— Start of Text to read —
Bauerngarten represents in its blazing colours and concentrated focus a hymn to the blossoming of nature in all its summer abundance. Johannes Dobai who features the picture on the cover of his book devoted to Klimt's landscapes, described Bauerngarten in the following terms: "In Flower Garden the basic motif is a kind of floral pyramid; the triangular shape - which tends to have a condensing effect - contains an abundance of flowers and leaves, all of varying size, colour, luminosity and characteristics; it contains a 'multiplicity in simplicity'. The positioning of these elements follows the 'rule' of uncultivated, untamed nature - accident and agglomeration. Just as the seeds are carried away at the whim of the wind, so the blossoms grow in distorted clusters, although occasionally there is as rigorous a geometry about them as there is about the square of the painting itself. Bottom right, for instance, there is a group comprising four flowers; three of them lie horizontally at equal distance from one another, while above the third flower on the right there floats a fourth of the same species. In other clusters there is a similar dialectical interplay between geometry and disorder. Now and again within the pyramid individual flowers appear, almost like surprise special effects, in this firework display of summer heat." (Gustav Klimt Landscapes, Boston, 1988, p. 19).
Klimt turned to landscape painting relatively late in his career. His first landscape pictures, dating from circa 1898-1899 (cf. Novotny-Dobai nos. 98-99, 106-107), find Klimt employing a vertical format and depicting landscape in a symbolist manner redolent of the work of the Belgian Symbolist, Fernand Khnopff. "Sombre, mysterious, with an indefinable air of allegory, they seemed to embody the essence of the master's early manner". (P. Vergo, Art in Vienna, 1898-1918, London, 1975, p. 79). From 1900 onwards Klimt's landscapes are, without exception, in a square format approximately 1 metre square. "The majority have an extremely high horizon line, or lack one altogether, so that their subjects, whether flower beds, woods or meadows, seem to unfurl before the eye from top to bottom of the canvas, more like tapestries or rugs than painting." (F. Whitford, Klimt, London, 1990, p. 184).
— End of Text to read —
:: Directions ::
a: Reproduce word for word the part of the Klimt landscape passage that opens with the words containing "Klimt turned to" and closes with "1990, p. 184).".
b: Take the passage on Klimt's landscape painting further, continuing from its final sentence.
— Start of Records provided —
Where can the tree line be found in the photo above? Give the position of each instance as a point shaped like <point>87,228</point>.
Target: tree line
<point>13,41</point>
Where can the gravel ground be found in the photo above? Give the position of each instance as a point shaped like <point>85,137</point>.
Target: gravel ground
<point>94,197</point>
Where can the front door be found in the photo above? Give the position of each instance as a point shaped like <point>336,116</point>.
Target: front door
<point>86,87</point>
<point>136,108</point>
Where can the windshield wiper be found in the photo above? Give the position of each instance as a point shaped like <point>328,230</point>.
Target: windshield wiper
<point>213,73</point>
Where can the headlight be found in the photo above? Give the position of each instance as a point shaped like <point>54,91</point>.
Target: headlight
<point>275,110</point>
— End of Records provided —
:: The results ::
a:
Klimt turned to landscape painting relatively late in his career. His first landscape pictures, dating from circa 1898-1899 (cf. Novotny-Dobai nos. 98-99, 106-107), find Klimt employing a vertical format and depicting landscape in a symbolist manner redolent of the work of the Belgian Symbolist, Fernand Khnopff. "Sombre, mysterious, with an indefinable air of allegory, they seemed to embody the essence of the master's early manner". (P. Vergo, Art in Vienna, 1898-1918, London, 1975, p. 79). From 1900 onwards Klimt's landscapes are, without exception, in a square format approximately 1 metre square. "The majority have an extremely high horizon line, or lack one altogether, so that their subjects, whether flower beds, woods or meadows, seem to unfurl before the eye from top to bottom of the canvas, more like tapestries or rugs than painting." (F. Whitford, Klimt, London, 1990, p. 184).

b:
The early years of this century saw dramatic upheavals in the avantgarde art movement in Vienna. In 1897 Klimt had founded the Secession, following the example of the previously established Munich Secession, as an independent autonomous association of young artists who had felt stifled by the conservative bias of the old-fashioned, hierarchical Viennese Künstlerhaus. The Secession brought together painters and sculptors of all styles as well as designers, graphic artists, architects and typographers. It also had as a primary objective the aim of showing contemporary foreign art in Vienna. The Secession had a galvanising effect on Viennese cultural life and established a distinct "Viennese style" in Jugendstil. The close collaboration with designers and craftsmen such as Josef Hoffmann and Josef-Maria Ollbrich further inspired the development of ornamentation in Klimt's work which was to have an important effect on his treatment of lanscape. "In his works of the early 1900s, he experiments constantly with the decorative possibilities offered by the use of materials such as gold and silver, inlay and semi-precious stones; his pictures of this period were on several occasions criticised as not being paintings in the proper sense at all, but objects of applied art. This period of experimentation culminated in the Stoclet-Frieze of 1905-1911, the artist's most advanced use of a composite medium, and the magnificent golden paintings of the years 1907-8." (Vergo, op. cit., p. 38)
A conflict within the Secession itself arose between the "Stylists", led by Klimt, and the "Naturalists", led by Engelhart, which resulted in a split by Klimt's followers in 1905. This split marked the end of the heroic period of the Vienna Secession but unfortunately also meant that the Klimtgruppe had no public exhibition space for its work. However, in 1908, they were offered the lease of a site near the Lothringerstrasse where they built, to a prefabricated design by Hoffmann, an ambitious exhibition complex which was inaugurated with the Kunstschau of 1908. This was the most important single exhibition project in pre-war Vienna and provided a comprehensive round-up of Viennese avantgarde art. Klimt was given a room to himself in which were hung sixteen pictures, probably including Bauerngarten. As Klimt remarked in his opening address to the Kunstschau, "We have not been idle during these exhibitionless years, that on the contrary - perhaps because we have been free from the cares of arranging exhibitions - we have been working all the more industriously, inwardly, on the development of our ideas."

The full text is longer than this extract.